◆ **DATA SHOWN**

# # # # # # #

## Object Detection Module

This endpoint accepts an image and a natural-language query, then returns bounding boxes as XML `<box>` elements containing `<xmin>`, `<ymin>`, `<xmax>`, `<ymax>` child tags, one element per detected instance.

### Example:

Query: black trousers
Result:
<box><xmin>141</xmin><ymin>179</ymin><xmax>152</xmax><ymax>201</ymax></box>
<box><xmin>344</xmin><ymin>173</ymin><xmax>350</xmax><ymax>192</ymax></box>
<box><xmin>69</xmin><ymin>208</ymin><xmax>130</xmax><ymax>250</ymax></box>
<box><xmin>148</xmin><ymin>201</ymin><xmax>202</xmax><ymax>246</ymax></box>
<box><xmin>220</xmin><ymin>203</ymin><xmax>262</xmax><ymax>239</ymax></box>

# # # # # # #

◆ **EXERCISE**
Convert the data above into a Markdown table with the columns "No." and "Line", numbering each non-blank line in order and leaving out the blank lines.

◆ **RESPONSE**
| No. | Line |
|---|---|
| 1 | ## Object Detection Module |
| 2 | This endpoint accepts an image and a natural-language query, then returns bounding boxes as XML `<box>` elements containing `<xmin>`, `<ymin>`, `<xmax>`, `<ymax>` child tags, one element per detected instance. |
| 3 | ### Example: |
| 4 | Query: black trousers |
| 5 | Result: |
| 6 | <box><xmin>141</xmin><ymin>179</ymin><xmax>152</xmax><ymax>201</ymax></box> |
| 7 | <box><xmin>344</xmin><ymin>173</ymin><xmax>350</xmax><ymax>192</ymax></box> |
| 8 | <box><xmin>69</xmin><ymin>208</ymin><xmax>130</xmax><ymax>250</ymax></box> |
| 9 | <box><xmin>148</xmin><ymin>201</ymin><xmax>202</xmax><ymax>246</ymax></box> |
| 10 | <box><xmin>220</xmin><ymin>203</ymin><xmax>262</xmax><ymax>239</ymax></box> |